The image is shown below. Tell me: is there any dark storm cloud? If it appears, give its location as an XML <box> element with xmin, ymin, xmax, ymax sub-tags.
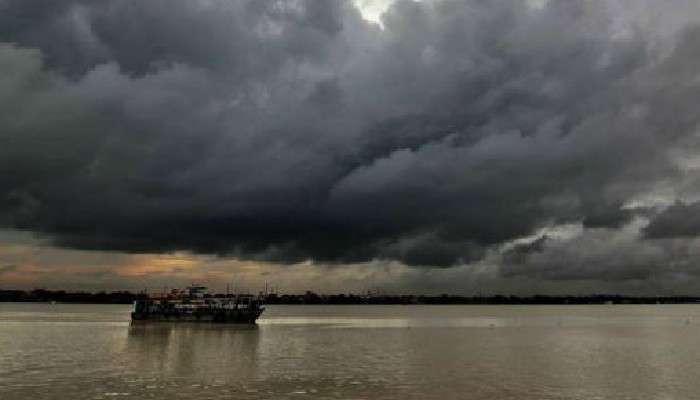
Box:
<box><xmin>644</xmin><ymin>202</ymin><xmax>700</xmax><ymax>239</ymax></box>
<box><xmin>0</xmin><ymin>0</ymin><xmax>700</xmax><ymax>273</ymax></box>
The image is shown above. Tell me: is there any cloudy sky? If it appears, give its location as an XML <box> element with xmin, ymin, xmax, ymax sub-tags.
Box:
<box><xmin>0</xmin><ymin>0</ymin><xmax>700</xmax><ymax>294</ymax></box>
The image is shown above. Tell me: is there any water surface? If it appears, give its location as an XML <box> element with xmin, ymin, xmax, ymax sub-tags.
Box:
<box><xmin>0</xmin><ymin>303</ymin><xmax>700</xmax><ymax>400</ymax></box>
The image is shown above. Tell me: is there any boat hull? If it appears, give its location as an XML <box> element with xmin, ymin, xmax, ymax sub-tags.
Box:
<box><xmin>131</xmin><ymin>309</ymin><xmax>263</xmax><ymax>324</ymax></box>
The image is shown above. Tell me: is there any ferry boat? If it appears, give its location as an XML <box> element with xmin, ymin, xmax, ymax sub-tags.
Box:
<box><xmin>131</xmin><ymin>285</ymin><xmax>265</xmax><ymax>324</ymax></box>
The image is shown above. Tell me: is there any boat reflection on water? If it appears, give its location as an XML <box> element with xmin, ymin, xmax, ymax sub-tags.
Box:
<box><xmin>126</xmin><ymin>322</ymin><xmax>260</xmax><ymax>384</ymax></box>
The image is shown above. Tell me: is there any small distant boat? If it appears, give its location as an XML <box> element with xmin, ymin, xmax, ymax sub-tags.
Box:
<box><xmin>131</xmin><ymin>285</ymin><xmax>265</xmax><ymax>324</ymax></box>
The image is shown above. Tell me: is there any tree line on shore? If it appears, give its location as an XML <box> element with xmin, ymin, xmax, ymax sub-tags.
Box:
<box><xmin>0</xmin><ymin>289</ymin><xmax>700</xmax><ymax>305</ymax></box>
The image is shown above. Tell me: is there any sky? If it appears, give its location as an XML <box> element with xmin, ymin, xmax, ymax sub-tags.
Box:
<box><xmin>0</xmin><ymin>0</ymin><xmax>700</xmax><ymax>295</ymax></box>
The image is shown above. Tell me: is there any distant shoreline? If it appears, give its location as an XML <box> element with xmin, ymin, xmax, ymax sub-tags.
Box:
<box><xmin>0</xmin><ymin>289</ymin><xmax>700</xmax><ymax>305</ymax></box>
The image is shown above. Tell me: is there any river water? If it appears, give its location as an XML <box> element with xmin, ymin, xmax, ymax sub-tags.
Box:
<box><xmin>0</xmin><ymin>303</ymin><xmax>700</xmax><ymax>400</ymax></box>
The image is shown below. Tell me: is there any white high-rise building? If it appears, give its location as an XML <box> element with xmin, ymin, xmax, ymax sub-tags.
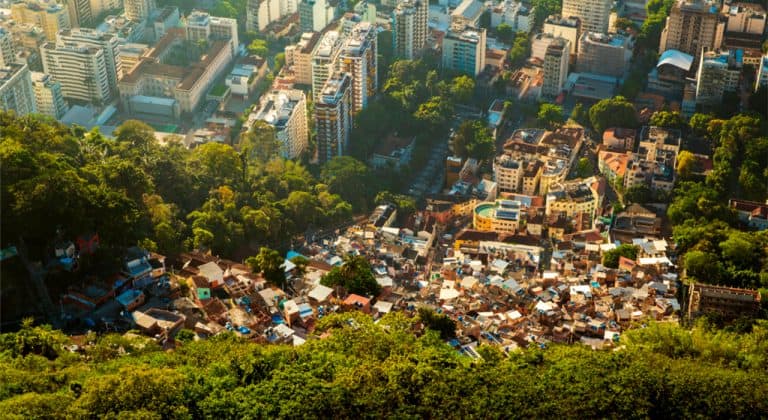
------------
Aim: Rewrite all the records above, replacing every "sub-tags" with "child tags" and leaving everything else the same. Omit the picture lines.

Full response:
The image is shown below. Tell me: is there any dark storm cloud? If it appears, give its location as an XML <box> element with xmin, ymin, xmax, ymax child tags.
Box:
<box><xmin>644</xmin><ymin>202</ymin><xmax>700</xmax><ymax>239</ymax></box>
<box><xmin>0</xmin><ymin>0</ymin><xmax>700</xmax><ymax>273</ymax></box>
The image is shown above. Tell me: is there any cloudy sky? If it appears, give its location as an XML <box> element with xmin, ymin, xmax, ymax child tags.
Box:
<box><xmin>0</xmin><ymin>0</ymin><xmax>700</xmax><ymax>294</ymax></box>
The image is shown above. Tell me: is there any water surface? If it appears, give its location as an XML <box> element with xmin, ymin, xmax, ymax child tags.
Box:
<box><xmin>0</xmin><ymin>303</ymin><xmax>700</xmax><ymax>400</ymax></box>
The image is shown above. Tell me: is there any boat hull? If it appears, give its location as an XML <box> element with xmin, ymin, xmax, ymax child tags.
Box:
<box><xmin>131</xmin><ymin>309</ymin><xmax>263</xmax><ymax>324</ymax></box>
The image is shown above. Tell me: is there any ferry boat? If it appears, give its location as an XML <box> element with xmin, ymin, xmax, ymax child tags.
Box:
<box><xmin>131</xmin><ymin>285</ymin><xmax>265</xmax><ymax>324</ymax></box>
The image is shown above. Tell me: is there any boat reflection on water? If it appears, give its location as an XML <box> element with xmin, ymin, xmax, ymax child tags.
Box:
<box><xmin>126</xmin><ymin>322</ymin><xmax>260</xmax><ymax>384</ymax></box>
The image is shown above. Tell me: is there any small distant boat? If it appears, give its location as an XML <box> element with xmin, ymin, xmax, ymax child tags.
Box:
<box><xmin>131</xmin><ymin>285</ymin><xmax>265</xmax><ymax>324</ymax></box>
The image is shown above. Tell me: is there any tree line on shore? If it appears, give its location as an XML <box> element with xmin, ymin, xmax, ymax child tags.
Box:
<box><xmin>0</xmin><ymin>289</ymin><xmax>700</xmax><ymax>305</ymax></box>
The image is shown above. Tell me: is there any sky? If it appears, give its location as an XML <box> element with xmin, ymin, xmax, ymax child tags.
Box:
<box><xmin>0</xmin><ymin>0</ymin><xmax>700</xmax><ymax>295</ymax></box>
The image is shown above. Tell me: is there any distant shoreline? If it appears, give its location as an XML <box> element with xmin, ymin, xmax, ymax child tags.
Box:
<box><xmin>0</xmin><ymin>289</ymin><xmax>700</xmax><ymax>305</ymax></box>
The image is shown above. Tell me: is there any river water? If it appears, give its location as an XML <box> element with xmin, ymin, xmax, ymax child tags.
Box:
<box><xmin>0</xmin><ymin>303</ymin><xmax>700</xmax><ymax>400</ymax></box>
The image is shown below. Tell me: is there any white high-rise building? If it appears, give its location as an XML <box> element with xmin, ymin, xmax, ymax child tags.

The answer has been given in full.